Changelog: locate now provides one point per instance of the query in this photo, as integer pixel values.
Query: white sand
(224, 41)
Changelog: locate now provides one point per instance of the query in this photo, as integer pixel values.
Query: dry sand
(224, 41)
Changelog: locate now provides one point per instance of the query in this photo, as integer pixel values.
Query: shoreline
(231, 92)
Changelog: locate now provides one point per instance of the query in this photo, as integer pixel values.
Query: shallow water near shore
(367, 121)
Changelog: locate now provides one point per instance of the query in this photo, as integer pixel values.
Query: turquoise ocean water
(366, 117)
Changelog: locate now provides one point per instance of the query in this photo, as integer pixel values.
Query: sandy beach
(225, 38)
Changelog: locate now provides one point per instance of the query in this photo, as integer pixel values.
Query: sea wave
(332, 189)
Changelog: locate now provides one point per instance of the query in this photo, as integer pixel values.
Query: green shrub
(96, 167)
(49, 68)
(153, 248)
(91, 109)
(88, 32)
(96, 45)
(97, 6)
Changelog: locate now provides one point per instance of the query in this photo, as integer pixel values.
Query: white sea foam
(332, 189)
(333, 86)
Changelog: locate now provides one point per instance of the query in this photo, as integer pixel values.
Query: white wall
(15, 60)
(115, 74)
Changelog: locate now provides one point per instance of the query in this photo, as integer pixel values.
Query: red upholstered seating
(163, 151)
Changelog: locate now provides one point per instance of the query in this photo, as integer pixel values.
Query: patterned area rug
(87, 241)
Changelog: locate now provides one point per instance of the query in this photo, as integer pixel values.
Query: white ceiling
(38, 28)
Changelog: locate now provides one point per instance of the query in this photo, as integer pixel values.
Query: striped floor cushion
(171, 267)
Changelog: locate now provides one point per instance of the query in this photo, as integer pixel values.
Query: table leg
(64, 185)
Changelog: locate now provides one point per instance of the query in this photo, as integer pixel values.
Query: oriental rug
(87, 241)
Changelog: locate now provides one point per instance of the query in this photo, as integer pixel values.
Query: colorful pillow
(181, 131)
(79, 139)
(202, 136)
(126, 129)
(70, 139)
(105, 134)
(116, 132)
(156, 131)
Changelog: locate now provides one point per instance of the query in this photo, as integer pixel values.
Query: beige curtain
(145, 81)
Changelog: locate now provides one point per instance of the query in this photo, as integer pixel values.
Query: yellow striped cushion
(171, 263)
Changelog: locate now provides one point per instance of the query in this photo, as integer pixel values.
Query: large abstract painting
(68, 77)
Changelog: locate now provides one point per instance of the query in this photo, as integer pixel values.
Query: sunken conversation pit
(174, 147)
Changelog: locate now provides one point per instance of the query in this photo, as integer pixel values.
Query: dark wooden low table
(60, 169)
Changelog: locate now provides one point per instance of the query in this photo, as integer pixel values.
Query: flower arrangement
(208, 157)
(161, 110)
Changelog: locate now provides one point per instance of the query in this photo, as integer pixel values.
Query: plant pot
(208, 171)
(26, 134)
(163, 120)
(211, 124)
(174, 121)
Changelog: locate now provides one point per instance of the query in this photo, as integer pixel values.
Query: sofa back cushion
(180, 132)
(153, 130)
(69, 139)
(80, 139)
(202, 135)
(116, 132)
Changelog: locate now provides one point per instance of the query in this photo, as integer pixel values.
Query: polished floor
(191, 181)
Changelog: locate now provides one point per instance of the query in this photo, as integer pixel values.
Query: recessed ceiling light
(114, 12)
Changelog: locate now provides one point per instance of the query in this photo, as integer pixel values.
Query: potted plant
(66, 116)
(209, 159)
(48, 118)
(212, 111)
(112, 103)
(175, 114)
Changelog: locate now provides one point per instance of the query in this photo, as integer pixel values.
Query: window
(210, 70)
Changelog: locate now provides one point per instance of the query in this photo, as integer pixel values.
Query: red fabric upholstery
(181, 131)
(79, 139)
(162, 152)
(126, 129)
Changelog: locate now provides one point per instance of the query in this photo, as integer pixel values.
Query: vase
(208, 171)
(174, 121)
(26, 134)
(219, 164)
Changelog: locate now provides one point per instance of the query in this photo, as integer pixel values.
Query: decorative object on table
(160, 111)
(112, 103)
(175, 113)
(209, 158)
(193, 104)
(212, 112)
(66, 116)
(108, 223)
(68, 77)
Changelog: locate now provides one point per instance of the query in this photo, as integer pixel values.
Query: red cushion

---

TASK TO COMPLETE
Give the listing above again in full, with no word altered.

TASK RESULT
Changelog: locate now provides one point per instance of the query in this photo, as integer pixel values.
Query: white sand
(224, 41)
Changelog: locate now provides one point per instance of the query in this photo, as integer pixel values.
Query: dry sand
(224, 41)
Changelog: locate now provides one point per instance of the query in this photo, as integer pixel values.
Query: shoreline
(231, 92)
Changelog: locate now provides one point per instance of the query in this photo, as integer pixel values.
Query: shallow water near shore
(367, 121)
Changelog: locate now provides one point per instance of the query in this photo, as integer pixel values.
Query: turquoise ocean water
(366, 117)
Changelog: locate now provides one point per instance of the query in this photo, as integer pixel values.
Query: sandy beach
(225, 38)
Changelog: locate now provides one point per instance of the query in this photo, as integer pixel values.
Query: sea wave
(332, 189)
Changelog: locate now provides one point per instance of the query in this photo, as integer pixel values.
Query: green shrub
(96, 167)
(49, 68)
(153, 248)
(91, 109)
(88, 32)
(96, 45)
(97, 6)
Changelog: locate now provides one point per instance of the query in this photo, as integer pixel values.
Query: white sea foam
(332, 189)
(333, 86)
Changelog: locate now provides one point per instance of the query in this photo, as integer pixel values.
Query: white wall
(15, 60)
(115, 74)
Changelog: locate now provides one point per instance of the query in this photo, as integer pixel values.
Query: red upholstered seating
(163, 151)
Changelog: locate now provides one point per instance of the query in this photo, as integer pixel values.
Query: patterned area rug
(87, 241)
Changelog: locate now provides one point per instance of the query in this photo, as integer pixel values.
Query: white ceiling
(38, 28)
Changelog: locate now provides one point per instance of the query in this photo, as integer pixel values.
Query: striped floor cushion
(171, 267)
Changelog: locate now provides one point per instance of the query in this photo, as integer pixel values.
Query: table leg
(64, 185)
Changelog: locate now provides one point per instance of the query in this photo, as integer pixel values.
Query: oriental rug
(87, 241)
Changelog: locate now provides one point per instance of the query in this photo, as integer pixel values.
Query: colorful pillow
(181, 131)
(79, 139)
(202, 136)
(126, 129)
(70, 139)
(105, 134)
(116, 132)
(156, 131)
Changelog: locate now provides one point per instance of the query in this photo, as integer pixel values.
Query: beige curtain
(145, 81)
Changelog: locate now provides one point per instance of the query in this photo, as integer pixel values.
Query: yellow striped cushion
(171, 263)
Changelog: locate now provides one point per instance of the query in this photo, as integer pixel values.
Query: large abstract painting
(68, 77)
Changelog: locate now provides one point per instance of the query in this photo, as integer pixel values.
Query: sunken conversation pit
(174, 147)
Changelog: locate now provides one point per instance of the query in this photo, as integer pixel values.
Query: dark wooden low table
(60, 169)
Changelog: locate now provides one point per instance of the query in this photo, as integer pixel values.
Query: flower arrangement
(208, 157)
(161, 110)
Changelog: locate now provides one point per instance of the query in this photo, as integer pixel values.
Query: plant pot
(208, 171)
(26, 134)
(163, 120)
(211, 124)
(174, 121)
Changelog: locate now provides one point per instance of the query in this photo, as integer pixel values.
Query: sofa back cushion
(180, 132)
(153, 130)
(69, 139)
(80, 139)
(202, 135)
(116, 132)
Changelog: locate now provides one point per instance of the query in this photo, as integer pixel values.
Query: polished floor
(191, 181)
Changelog: locate now provides one point per instance of the query in this photo, as integer pixel values.
Query: recessed ceiling light
(114, 12)
Changelog: locate now provides one point per instance of the query in this photo, as integer pixel values.
Query: potted plant
(66, 116)
(209, 159)
(48, 118)
(212, 111)
(112, 103)
(175, 114)
Changelog: locate now provides one point per instance of the query in this photo, as integer pixel values.
Query: window
(210, 70)
Changelog: locate now provides one point per instance of the query in this photo, as integer pixel values.
Query: red fabric upholstery
(181, 131)
(79, 139)
(162, 152)
(126, 129)
Changelog: locate now provides one point per instance of the query in this photo, as integer pixel values.
Query: vase
(208, 171)
(174, 121)
(26, 134)
(219, 164)
Changelog: locate now provides one point per instance of the query in this photo, as integer pixel values.
Query: decorative object on table
(160, 111)
(112, 103)
(175, 113)
(209, 158)
(193, 104)
(212, 112)
(66, 116)
(108, 223)
(68, 77)
Changelog: locate now provides one point per instance of the query in this photo, as integer pixel values.
Query: red cushion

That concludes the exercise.